# KRÓTKIE ZADANIE
Wypisz cały listing jako CSV z dwiema kolumnami, treść i odpowiedź, po jednym wierszu na każdy tekst z listingu wraz z jego odpowiedzią. Każda wartość ma być w osobnym polu w cudzysłowie, a podziały wierszy zamień na spacje.
─── LISTING ───
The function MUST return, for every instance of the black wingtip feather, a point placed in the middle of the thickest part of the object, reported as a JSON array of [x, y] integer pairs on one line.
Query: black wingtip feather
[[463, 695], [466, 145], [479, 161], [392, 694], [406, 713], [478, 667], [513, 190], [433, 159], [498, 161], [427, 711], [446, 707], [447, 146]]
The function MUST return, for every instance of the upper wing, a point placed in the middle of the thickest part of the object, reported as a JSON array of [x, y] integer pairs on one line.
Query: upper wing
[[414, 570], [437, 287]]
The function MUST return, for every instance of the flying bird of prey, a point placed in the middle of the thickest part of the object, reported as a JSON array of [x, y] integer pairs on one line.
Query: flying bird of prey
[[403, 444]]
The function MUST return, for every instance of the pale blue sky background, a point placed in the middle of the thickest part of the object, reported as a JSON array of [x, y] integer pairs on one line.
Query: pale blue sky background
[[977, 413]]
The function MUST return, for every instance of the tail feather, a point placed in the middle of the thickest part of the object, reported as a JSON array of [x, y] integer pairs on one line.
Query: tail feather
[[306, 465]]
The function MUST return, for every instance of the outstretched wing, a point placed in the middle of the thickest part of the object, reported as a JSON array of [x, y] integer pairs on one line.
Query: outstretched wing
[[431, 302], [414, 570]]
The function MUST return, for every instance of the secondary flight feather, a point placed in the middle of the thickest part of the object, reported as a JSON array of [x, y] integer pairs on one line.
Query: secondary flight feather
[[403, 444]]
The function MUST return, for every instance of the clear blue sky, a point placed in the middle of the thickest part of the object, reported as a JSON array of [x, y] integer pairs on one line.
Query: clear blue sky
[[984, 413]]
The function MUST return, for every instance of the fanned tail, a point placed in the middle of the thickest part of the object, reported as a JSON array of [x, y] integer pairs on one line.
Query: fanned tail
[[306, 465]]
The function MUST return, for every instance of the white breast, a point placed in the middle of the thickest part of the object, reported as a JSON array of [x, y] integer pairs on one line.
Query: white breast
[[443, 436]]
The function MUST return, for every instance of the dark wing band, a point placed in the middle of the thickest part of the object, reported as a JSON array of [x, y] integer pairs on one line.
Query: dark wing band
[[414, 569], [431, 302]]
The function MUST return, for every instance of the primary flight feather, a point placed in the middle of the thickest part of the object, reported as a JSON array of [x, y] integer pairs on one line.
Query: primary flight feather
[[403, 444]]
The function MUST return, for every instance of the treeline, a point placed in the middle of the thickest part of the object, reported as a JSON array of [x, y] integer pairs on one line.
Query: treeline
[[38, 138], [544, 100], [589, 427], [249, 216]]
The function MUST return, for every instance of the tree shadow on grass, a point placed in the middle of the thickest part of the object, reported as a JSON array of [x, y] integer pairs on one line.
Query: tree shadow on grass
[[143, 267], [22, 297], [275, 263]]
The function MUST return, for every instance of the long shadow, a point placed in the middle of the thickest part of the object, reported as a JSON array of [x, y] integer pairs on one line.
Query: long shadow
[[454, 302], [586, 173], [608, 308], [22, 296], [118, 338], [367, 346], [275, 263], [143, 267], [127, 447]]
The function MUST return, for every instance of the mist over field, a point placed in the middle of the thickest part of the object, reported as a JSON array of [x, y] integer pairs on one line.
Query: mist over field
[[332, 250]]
───
# ROZWIĄZANE ZADANIE
treść,odpowiedź
"The function MUST return, for every instance of the black wingtip feather, a point placed in the middle of the thickest part of the object, reported as a JSON array of [x, y] integer pairs on one line. Query: black wingtip feather","[[463, 695], [466, 145], [479, 161], [392, 694], [406, 713], [478, 667], [513, 190], [433, 159], [498, 161], [427, 711], [446, 707], [447, 146]]"
"The function MUST return, for every instance of the upper wing, a point placed in the middle of the thickest part of the object, reported as a JSON array of [x, y] integer pairs on one line. Query: upper wing","[[414, 570], [437, 287]]"
"The function MUST return, for every instance of the flying bird of prey, a point placed in the middle of the thickest part of the object, reported as a JSON array of [x, y] integer pairs on one line. Query: flying bird of prey","[[403, 444]]"
"The function MUST return, for every instance of the pale blue sky background, a point placed in the middle of the thickest part of the object, reported as a JSON array of [x, y] integer pairs on one line. Query: pale blue sky background","[[977, 413]]"
"The function MUST return, for every instance of the tail feather, a point placed in the middle of the thickest part of the object, reported as a JSON array of [x, y] integer pairs on one line. Query: tail feather","[[306, 465]]"
"The function MUST return, for every instance of the outstretched wing, a point placed in the middle of the thickest part of the object, reported as a JSON array of [x, y] integer pairs on one line. Query: outstretched wing","[[431, 302], [414, 570]]"
"The function MUST return, for every instance of the secondary flight feather, a point placed in the middle of the thickest part of the object, reported as a JSON array of [x, y] integer pairs on one line. Query: secondary flight feather","[[403, 444]]"
"The function MUST return, for every instance of the clear blue sky, a point placed in the middle of the thickest part of the object, reported as a JSON array of [x, y] integer pairs on one line. Query: clear blue sky","[[984, 413]]"
"The function MUST return, for every instance of the fanned tail, a point placed in the middle of the thickest part of the object, reported as a JSON array of [x, y] integer pairs on one line. Query: fanned tail","[[306, 465]]"
"The function MUST return, for every instance of the white breast, a point placed in the middle of the thickest part of the object, reported as a JSON array of [x, y] integer pairs on one line. Query: white breast","[[443, 436]]"
"The function MUST return, for every instance of the dark wing band, a point placed in the middle of the thickest part of the object, reported as a JSON array of [x, y] integer pairs on one line. Query: dark wing band","[[414, 569], [431, 302]]"
"The function MUST return, for every instance of the primary flight feather, a point placed in the middle of the thickest part of the object, reported as a JSON array of [x, y] integer pairs on one line. Query: primary flight feather","[[403, 444]]"
"The function MUST return, for every instance of the treeline, a point placed in the middle of the thickest part of the object, reported as a JSON array of [x, y] integer pairs on one line. Query: treeline","[[38, 138], [544, 100], [589, 427], [249, 216]]"
"The function MUST return, for every instance of the tree shadow on grass, a point placed in the middle of the thickest part of the object, reported as a JSON array of [x, y] integer pairs on one line. Query: tree shadow on grass","[[143, 267], [22, 297], [275, 263]]"
"The function MUST return, for every instance of the long shadow, a point placed in the middle of the thickest part of the object, reported as a JSON array of [x, y] integer pairs on one line. Query: long shadow","[[454, 302], [586, 173], [608, 308], [22, 296], [118, 338], [367, 346], [275, 263], [143, 267], [127, 447]]"
"The function MUST return, for every instance of the mist over field, a point placed in the middle of the thickest part of the object, reported as a JSON array of [x, y] integer pairs on one line. Query: mist over field","[[332, 250]]"